Saved entries
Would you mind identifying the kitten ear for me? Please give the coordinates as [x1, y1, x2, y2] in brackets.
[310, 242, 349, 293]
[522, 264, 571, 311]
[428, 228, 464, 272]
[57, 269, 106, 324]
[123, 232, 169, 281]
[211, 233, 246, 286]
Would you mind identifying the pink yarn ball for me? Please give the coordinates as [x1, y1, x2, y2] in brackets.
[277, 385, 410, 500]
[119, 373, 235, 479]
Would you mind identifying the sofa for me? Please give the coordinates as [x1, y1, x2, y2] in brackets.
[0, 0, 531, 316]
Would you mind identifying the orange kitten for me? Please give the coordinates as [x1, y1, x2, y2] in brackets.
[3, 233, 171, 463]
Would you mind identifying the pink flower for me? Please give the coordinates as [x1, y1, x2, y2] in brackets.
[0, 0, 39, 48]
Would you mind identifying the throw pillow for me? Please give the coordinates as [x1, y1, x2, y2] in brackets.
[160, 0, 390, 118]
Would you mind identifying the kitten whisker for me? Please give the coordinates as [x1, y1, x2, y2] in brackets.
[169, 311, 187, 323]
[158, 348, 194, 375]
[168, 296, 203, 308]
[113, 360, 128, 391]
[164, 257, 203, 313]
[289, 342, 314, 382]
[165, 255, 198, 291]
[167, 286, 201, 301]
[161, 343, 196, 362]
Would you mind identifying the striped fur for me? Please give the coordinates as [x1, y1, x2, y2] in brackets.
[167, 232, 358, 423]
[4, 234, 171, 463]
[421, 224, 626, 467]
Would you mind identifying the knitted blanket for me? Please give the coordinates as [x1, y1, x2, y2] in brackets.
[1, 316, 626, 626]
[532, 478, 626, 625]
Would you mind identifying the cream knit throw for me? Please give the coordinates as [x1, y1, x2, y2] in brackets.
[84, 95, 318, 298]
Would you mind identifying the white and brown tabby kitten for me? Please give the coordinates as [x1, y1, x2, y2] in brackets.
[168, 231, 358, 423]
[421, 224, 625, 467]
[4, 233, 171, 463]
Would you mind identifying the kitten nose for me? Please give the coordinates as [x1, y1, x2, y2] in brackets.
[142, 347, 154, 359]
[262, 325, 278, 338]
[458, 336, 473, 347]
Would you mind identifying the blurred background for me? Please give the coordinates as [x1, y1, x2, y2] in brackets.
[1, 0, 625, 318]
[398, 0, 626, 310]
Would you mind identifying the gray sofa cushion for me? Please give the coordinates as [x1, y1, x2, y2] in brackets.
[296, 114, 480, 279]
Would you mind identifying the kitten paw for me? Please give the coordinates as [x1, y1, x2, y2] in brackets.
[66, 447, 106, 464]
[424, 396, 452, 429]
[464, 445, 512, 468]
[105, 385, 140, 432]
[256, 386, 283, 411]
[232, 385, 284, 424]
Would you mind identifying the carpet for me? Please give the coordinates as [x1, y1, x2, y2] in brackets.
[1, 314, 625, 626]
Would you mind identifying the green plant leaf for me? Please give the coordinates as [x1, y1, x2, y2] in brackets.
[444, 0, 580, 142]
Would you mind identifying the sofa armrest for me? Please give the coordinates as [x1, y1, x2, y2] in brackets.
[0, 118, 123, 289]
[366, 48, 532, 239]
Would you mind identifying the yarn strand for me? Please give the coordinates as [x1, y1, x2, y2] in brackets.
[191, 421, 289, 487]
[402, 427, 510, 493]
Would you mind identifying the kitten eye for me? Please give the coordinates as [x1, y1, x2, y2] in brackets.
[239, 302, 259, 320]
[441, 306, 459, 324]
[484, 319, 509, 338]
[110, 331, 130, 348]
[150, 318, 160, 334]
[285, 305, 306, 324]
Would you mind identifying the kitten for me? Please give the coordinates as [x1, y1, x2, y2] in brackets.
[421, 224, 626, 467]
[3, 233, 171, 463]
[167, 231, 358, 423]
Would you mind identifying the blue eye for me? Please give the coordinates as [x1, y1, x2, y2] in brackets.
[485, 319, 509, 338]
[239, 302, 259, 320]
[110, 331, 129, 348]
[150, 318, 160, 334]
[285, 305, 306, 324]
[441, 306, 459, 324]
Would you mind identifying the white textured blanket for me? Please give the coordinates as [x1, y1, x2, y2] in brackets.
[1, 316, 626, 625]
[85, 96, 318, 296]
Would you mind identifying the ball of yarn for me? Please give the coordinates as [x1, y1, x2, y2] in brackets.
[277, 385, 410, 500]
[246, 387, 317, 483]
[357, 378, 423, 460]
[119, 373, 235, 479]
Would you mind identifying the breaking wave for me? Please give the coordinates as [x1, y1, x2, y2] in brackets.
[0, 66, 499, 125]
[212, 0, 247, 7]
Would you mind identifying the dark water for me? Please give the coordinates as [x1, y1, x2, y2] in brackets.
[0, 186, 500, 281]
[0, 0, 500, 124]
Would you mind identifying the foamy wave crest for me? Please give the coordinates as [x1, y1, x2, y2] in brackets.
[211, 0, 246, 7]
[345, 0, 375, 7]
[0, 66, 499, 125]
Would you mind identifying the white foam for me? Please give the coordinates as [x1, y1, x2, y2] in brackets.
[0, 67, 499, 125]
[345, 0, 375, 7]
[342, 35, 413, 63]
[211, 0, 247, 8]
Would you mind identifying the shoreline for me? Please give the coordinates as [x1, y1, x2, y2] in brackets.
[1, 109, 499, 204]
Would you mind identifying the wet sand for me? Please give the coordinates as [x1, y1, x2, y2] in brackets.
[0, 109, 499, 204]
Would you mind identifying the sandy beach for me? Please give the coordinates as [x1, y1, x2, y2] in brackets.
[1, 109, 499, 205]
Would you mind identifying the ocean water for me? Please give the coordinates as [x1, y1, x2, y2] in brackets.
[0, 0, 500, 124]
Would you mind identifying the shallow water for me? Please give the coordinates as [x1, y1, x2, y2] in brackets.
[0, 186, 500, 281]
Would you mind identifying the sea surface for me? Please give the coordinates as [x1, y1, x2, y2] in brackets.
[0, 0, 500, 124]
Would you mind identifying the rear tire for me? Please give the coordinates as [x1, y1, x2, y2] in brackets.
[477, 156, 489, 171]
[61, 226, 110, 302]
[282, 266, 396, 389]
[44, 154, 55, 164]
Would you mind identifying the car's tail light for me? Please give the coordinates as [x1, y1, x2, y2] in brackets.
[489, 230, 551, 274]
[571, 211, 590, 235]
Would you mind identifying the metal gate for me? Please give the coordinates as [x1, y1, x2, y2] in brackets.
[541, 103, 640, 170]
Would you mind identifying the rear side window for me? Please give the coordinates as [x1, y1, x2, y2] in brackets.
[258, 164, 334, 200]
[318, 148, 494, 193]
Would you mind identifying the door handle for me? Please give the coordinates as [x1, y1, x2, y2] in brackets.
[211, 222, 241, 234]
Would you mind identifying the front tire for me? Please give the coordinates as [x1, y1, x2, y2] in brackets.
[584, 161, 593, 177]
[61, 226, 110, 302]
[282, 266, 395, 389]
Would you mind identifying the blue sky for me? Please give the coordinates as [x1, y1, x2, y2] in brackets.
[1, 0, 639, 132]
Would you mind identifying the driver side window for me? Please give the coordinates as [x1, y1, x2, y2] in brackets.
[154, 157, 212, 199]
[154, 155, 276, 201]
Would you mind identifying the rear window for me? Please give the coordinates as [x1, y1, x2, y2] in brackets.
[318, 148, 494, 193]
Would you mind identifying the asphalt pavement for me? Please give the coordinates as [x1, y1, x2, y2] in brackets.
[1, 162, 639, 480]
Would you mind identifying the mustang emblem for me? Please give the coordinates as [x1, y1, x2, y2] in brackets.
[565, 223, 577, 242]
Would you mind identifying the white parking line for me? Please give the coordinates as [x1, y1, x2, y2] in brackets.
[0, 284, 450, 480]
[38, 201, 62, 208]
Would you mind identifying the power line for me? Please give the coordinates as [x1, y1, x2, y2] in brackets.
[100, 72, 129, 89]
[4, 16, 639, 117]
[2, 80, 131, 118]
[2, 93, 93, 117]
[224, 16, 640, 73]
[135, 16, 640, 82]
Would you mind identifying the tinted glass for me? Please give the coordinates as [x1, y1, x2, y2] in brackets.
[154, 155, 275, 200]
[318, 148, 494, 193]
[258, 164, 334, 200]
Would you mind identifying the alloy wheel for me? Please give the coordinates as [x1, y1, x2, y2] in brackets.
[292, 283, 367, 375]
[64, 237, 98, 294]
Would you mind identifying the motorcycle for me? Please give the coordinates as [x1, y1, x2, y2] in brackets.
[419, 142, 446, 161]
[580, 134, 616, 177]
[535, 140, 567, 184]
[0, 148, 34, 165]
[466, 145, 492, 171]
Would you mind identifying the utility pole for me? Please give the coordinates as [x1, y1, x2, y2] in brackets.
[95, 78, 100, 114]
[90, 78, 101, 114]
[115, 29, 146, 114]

• **Work item**: The answer must be the line containing "Would you mind identifying the tinted" and every line after it to the end of the data, each set down exactly.

• **Exercise output**:
Would you mind identifying the tinted glass for me? Please give the coordinates as [x1, y1, x2, y2] in brackets.
[154, 155, 275, 200]
[318, 148, 494, 193]
[258, 164, 334, 200]
Would you mind identifying the alloy wheel for me? Please give the coordinates as [x1, y1, x2, y2] in brackets.
[292, 283, 367, 375]
[64, 237, 98, 294]
Would you mind identifying the motorcycle for me? Please give the coordinates as [x1, y1, x2, y2] in brackets.
[419, 142, 446, 161]
[580, 134, 616, 177]
[535, 140, 567, 184]
[0, 148, 34, 165]
[466, 145, 492, 171]
Would you mind identifying the utility pole for me? Please give the coordinates as [x1, y1, x2, y2] in brackets.
[95, 78, 100, 114]
[90, 78, 101, 114]
[115, 29, 146, 114]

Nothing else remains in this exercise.